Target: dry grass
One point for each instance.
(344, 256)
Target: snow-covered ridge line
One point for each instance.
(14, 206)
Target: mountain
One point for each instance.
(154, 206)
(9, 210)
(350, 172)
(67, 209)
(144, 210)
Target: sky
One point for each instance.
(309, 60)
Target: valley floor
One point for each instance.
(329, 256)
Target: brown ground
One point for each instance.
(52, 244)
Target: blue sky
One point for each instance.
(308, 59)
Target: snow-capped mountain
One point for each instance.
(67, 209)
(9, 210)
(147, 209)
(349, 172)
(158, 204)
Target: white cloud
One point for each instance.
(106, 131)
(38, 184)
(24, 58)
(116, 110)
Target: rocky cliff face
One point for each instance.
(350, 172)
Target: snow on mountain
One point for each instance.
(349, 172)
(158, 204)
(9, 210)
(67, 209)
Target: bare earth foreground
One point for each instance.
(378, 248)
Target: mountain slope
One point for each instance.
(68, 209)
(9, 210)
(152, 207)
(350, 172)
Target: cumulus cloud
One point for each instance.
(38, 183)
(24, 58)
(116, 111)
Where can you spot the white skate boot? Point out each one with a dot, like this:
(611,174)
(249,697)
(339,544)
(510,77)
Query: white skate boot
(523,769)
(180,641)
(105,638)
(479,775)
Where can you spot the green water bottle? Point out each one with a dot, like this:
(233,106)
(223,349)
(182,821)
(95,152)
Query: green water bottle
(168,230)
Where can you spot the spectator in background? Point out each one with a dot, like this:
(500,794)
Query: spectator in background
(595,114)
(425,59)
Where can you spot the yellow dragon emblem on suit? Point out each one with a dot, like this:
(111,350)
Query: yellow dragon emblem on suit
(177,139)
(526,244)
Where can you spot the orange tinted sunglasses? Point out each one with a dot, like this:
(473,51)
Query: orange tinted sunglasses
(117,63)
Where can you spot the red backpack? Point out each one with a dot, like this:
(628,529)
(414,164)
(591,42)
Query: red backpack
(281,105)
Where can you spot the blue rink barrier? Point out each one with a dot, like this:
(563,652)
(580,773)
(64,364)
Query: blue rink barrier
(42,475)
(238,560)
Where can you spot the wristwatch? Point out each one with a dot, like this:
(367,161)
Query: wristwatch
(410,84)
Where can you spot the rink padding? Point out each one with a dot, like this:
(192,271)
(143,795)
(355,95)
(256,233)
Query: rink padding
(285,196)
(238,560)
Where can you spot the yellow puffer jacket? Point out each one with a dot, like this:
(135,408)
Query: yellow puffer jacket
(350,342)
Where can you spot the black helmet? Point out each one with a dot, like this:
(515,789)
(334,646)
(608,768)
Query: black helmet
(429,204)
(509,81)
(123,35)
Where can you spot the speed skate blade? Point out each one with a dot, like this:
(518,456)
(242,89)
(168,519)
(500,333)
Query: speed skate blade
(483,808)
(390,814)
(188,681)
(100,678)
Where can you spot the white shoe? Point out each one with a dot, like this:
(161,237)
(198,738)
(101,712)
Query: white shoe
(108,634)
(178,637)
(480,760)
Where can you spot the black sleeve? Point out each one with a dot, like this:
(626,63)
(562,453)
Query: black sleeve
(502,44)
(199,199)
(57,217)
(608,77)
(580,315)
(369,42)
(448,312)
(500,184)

* * * * *

DESCRIPCIÓN DEL EJERCICIO: ¿Puedes reescribir todos los datos cambiando "One point for each instance" por "Mark every instance" en cada aparición y dejando todo lo demás igual?

EN RESPUESTA:
Target: dry grass
Mark every instance.
(344, 256)
Target: snow-covered ridge line
Mark every instance.
(14, 206)
Target: mountain
Mark every instance.
(154, 206)
(9, 210)
(350, 172)
(67, 209)
(144, 210)
Target: sky
Mark every instance.
(309, 60)
Target: valley floor
Mark every instance.
(329, 256)
Target: brown ground
Mark every instance.
(52, 244)
Target: blue sky
Mark every instance.
(308, 59)
Target: snow-capped mountain
Mark every instance.
(67, 209)
(9, 210)
(147, 209)
(349, 172)
(158, 204)
Target: white cloud
Mark every instance.
(106, 131)
(38, 184)
(24, 58)
(116, 110)
Target: rocky cliff face
Mark every instance.
(350, 172)
Target: snow on mountain
Mark every instance.
(349, 172)
(158, 204)
(9, 210)
(67, 209)
Target: bare earth foreground
Mark every instance.
(378, 248)
Target: mountain slope
Mark every instance.
(68, 209)
(9, 210)
(152, 207)
(350, 172)
Target: cumulus cloud
Mark every instance.
(38, 183)
(24, 58)
(116, 111)
Where can you spot the white skate boot? Point out each one with a dot, like this:
(611,174)
(249,697)
(339,544)
(510,77)
Query: white skate boot
(523,769)
(180,641)
(105,638)
(479,775)
Where can you spot the green water bottle? Point out each one with a dot, like this:
(233,106)
(223,349)
(182,821)
(95,152)
Query: green water bottle
(168,230)
Where can you spot the spectator in background? Point out each one with a dot, like this:
(500,794)
Query: spectator in background
(595,114)
(425,59)
Where can you spot the yellow dragon emblem on suit? Point out each one with a dot, like this:
(111,350)
Query: yellow dragon emblem on suit
(177,139)
(526,244)
Where can you spot the orange tinted sunglasses? Point out each one with a dot, like this:
(473,51)
Query: orange tinted sunglasses
(117,63)
Where can you spot the red backpack? Point out each one with a dot, like this:
(628,529)
(414,164)
(591,42)
Query: red backpack
(281,105)
Where can you spot the blue rink barrier? Point out each one with a dot, like this:
(563,652)
(580,773)
(64,364)
Query: blue rink barrier
(42,475)
(238,560)
Where can you spot the wristwatch? Point out each one with a dot, like this:
(367,161)
Query: wristwatch
(410,84)
Where can you spot the rink padding? Point out each one with a dot, like this:
(192,271)
(143,795)
(355,95)
(256,233)
Query: rink padding
(285,196)
(238,560)
Where can you spot the yellow puffer jacket? Point out each one with a dot, like this:
(135,408)
Query: yellow puffer jacket
(350,342)
Where can you spot the black helmet? Point out each one with a dot, like this:
(515,789)
(334,646)
(608,768)
Query: black helmet
(429,204)
(509,81)
(123,35)
Where can you spot the speed skate blade? Point out each one with a dot, like this:
(518,456)
(242,89)
(168,519)
(500,333)
Query: speed skate blade
(483,808)
(390,814)
(188,681)
(100,678)
Where can you spot the white shoe? Point out each one with a dot, like this:
(161,237)
(198,738)
(101,712)
Query: white shoe
(108,634)
(178,637)
(480,760)
Where can you spot the black sleeve? Point out each one with a dot, like this:
(626,63)
(562,453)
Query: black sleeve
(502,44)
(199,199)
(57,217)
(608,77)
(580,315)
(369,42)
(448,312)
(500,184)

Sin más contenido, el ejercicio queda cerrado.